### Directions:
Reproduce the following lines word for word, from first to last, without any changes.

(Beginning of Data in this exercise)

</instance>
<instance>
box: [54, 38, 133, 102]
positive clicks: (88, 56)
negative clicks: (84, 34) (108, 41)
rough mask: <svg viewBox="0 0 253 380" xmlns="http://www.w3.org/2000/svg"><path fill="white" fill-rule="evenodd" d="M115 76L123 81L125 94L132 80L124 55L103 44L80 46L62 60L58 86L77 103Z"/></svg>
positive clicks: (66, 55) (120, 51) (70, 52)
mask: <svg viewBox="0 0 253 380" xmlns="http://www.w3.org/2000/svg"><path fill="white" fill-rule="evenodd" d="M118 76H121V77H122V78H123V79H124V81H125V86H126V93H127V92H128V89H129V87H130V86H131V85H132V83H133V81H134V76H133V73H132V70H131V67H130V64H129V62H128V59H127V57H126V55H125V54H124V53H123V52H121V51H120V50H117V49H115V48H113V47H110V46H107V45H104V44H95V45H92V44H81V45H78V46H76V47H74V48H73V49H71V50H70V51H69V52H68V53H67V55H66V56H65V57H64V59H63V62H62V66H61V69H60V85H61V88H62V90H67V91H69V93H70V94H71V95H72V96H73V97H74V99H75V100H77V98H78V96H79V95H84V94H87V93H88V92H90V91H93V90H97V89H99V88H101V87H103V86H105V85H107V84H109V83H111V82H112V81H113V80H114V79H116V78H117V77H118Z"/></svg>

(End of Data in this exercise)

### Finished task:
</instance>
<instance>
box: [54, 38, 133, 102]
positive clicks: (88, 56)
negative clicks: (84, 34) (108, 41)
rough mask: <svg viewBox="0 0 253 380" xmlns="http://www.w3.org/2000/svg"><path fill="white" fill-rule="evenodd" d="M115 76L123 81L125 94L132 80L124 55L103 44L80 46L62 60L58 86L77 103Z"/></svg>
positive clicks: (66, 55) (120, 51) (70, 52)
mask: <svg viewBox="0 0 253 380" xmlns="http://www.w3.org/2000/svg"><path fill="white" fill-rule="evenodd" d="M118 76H121V77H122V78H123V79H124V81H125V86H126V93H127V92H128V89H129V87H130V86H131V85H132V83H133V81H134V76H133V73H132V70H131V67H130V64H129V62H128V59H127V57H126V55H125V54H124V53H123V52H121V51H120V50H117V49H115V48H113V47H110V46H107V45H104V44H95V45H92V44H81V45H78V46H76V47H74V48H73V49H71V50H70V51H69V52H68V53H67V55H66V56H65V57H64V59H63V62H62V66H61V69H60V85H61V88H62V90H67V91H69V93H70V94H71V95H72V96H73V97H74V99H75V100H77V98H78V96H79V95H84V94H87V93H88V92H90V91H93V90H97V89H99V88H101V87H103V86H105V85H107V84H109V83H111V82H112V81H113V80H114V79H116V78H117V77H118Z"/></svg>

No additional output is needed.